- **Directive A**
In the excerpt on indigenous education in India, condense the paragraph beginning "By the early decades" into a shorter paragraph that keeps its main facts.
- **Directive B**
Resume the excerpt on indigenous education in India after its final sentence and carry it forward.

- **Quoted passage**
Revisiting “The Beautiful Tree” – 1

By the early decades of the nineteenth century, the British Government in London was well aware that a widespread system of indigenous education still prevailed in large parts of India.  For instance, the Public Dispatch from London to Bengal Presidency, dated 3 June 1814, observed:

“We refer with particular satisfaction upon this occasion to that distinguished feature of internal polity which prevails in some parts of India, and by which the instruction of the people is provided for by a certain charge upon the produce of the soil, and other endowments in favour of the village teachers, who are thereby rendered public servants of the community.” (Howell 1872:6; Dharampal 1983:67fn.)

- **Data section**

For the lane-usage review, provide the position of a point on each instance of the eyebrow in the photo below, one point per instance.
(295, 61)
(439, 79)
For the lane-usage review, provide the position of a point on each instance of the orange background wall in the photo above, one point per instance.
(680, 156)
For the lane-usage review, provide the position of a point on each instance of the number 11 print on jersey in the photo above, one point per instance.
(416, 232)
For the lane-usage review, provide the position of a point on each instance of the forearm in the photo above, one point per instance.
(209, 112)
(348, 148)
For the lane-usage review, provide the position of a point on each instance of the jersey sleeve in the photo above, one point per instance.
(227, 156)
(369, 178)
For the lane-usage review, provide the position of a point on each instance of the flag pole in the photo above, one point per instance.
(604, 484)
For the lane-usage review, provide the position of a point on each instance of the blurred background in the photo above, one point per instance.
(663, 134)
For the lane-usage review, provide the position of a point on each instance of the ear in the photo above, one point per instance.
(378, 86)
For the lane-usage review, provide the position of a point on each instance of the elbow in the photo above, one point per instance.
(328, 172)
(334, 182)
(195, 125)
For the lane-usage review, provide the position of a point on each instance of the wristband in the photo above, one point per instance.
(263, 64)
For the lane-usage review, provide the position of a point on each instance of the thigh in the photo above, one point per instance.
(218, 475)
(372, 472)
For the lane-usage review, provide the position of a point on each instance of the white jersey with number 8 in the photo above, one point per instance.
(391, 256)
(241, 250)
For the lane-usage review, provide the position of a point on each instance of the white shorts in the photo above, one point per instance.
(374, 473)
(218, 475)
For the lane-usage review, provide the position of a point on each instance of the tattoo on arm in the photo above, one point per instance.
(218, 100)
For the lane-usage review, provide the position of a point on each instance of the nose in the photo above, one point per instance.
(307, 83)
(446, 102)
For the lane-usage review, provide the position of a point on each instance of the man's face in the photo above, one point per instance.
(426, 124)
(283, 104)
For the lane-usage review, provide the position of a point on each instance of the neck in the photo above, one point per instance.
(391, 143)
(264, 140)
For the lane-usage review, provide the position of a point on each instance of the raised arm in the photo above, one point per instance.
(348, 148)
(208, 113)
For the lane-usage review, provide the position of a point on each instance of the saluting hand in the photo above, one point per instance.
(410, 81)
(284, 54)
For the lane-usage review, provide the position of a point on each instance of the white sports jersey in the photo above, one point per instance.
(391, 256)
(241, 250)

- **Task result A**
By the early nineteenth century, the British Government in London knew that a widespread system of indigenous education still existed in much of India, as the Public Dispatch from London to the Bengal Presidency dated 3 June 1814 showed.

- **Task result B**
This brief allusion to the indigenous education system does encapsulate several features of the internal arrangements of the Indian polity that had been taken note of by various British officials in India and their masters in London: that a portion of the agricultural produce, which was the mainstay of Indian economy, was ear-marked by the village community for public spending on services like education.  The despatch also mentions that there were other endowments too, which in South India were in the form of maniyams or assignments of the revenue due to the Government from an agricultural land.  It is also notable that the dispatch refers to teachers significantly as ‘public servants’.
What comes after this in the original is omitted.